Dataset entries
= = =

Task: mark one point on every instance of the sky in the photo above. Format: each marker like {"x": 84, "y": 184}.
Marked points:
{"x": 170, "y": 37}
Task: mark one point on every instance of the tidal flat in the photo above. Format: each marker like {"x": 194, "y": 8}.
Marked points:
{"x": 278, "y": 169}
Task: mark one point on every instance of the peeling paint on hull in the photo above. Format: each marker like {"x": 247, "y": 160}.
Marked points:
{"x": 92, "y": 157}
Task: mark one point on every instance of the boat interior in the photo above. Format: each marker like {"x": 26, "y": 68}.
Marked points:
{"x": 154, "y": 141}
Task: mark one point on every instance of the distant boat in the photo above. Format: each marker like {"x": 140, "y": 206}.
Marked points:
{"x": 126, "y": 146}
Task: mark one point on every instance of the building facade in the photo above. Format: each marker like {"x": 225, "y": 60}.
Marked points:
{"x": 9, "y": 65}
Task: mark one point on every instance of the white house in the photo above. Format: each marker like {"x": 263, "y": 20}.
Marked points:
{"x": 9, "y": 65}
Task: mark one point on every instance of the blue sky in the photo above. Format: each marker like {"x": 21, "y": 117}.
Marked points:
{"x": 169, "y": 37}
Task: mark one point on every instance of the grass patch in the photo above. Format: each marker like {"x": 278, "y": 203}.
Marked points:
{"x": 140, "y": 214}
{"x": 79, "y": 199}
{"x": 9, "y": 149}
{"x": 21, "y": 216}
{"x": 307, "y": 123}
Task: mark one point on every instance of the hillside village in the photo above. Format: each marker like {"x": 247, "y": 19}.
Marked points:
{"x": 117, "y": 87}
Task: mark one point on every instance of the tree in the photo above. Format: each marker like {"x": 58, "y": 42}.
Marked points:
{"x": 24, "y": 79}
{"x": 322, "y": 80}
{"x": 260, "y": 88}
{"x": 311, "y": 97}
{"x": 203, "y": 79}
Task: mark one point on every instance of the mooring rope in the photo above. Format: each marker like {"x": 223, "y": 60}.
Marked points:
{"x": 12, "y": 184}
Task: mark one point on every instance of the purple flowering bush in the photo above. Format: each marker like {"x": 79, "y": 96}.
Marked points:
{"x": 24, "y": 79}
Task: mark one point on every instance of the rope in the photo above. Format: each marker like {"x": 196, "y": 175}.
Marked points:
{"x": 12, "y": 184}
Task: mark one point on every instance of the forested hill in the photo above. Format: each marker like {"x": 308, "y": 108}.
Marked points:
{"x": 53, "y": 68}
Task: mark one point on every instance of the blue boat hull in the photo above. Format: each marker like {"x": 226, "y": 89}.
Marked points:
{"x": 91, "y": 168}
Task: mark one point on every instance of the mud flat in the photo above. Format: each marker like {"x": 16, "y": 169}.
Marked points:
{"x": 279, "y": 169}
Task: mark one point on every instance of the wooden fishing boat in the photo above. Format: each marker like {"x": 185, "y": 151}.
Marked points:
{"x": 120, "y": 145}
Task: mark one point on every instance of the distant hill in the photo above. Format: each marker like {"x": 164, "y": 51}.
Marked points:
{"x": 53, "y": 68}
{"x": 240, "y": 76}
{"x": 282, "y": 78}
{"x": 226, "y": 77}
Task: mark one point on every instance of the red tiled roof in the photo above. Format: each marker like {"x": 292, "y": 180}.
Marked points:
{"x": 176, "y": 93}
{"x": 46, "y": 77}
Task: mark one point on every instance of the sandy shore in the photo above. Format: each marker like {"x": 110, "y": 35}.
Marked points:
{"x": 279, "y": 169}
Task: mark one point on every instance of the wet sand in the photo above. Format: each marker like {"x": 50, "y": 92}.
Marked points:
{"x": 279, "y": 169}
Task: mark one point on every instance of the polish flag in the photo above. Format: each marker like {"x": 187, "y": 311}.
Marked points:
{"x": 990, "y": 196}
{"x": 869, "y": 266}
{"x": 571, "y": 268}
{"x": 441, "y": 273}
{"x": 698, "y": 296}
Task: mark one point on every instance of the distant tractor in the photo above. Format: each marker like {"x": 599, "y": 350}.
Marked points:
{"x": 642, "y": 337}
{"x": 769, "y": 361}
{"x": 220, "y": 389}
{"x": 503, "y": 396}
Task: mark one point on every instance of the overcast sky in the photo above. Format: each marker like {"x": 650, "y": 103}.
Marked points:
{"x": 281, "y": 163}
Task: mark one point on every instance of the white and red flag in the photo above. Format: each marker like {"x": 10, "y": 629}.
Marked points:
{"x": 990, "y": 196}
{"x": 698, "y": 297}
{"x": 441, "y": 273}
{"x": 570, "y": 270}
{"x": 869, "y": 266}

= = =

Task requirements: A single number is needed: the count of lines in the records that contain "blue".

Exercise response: 2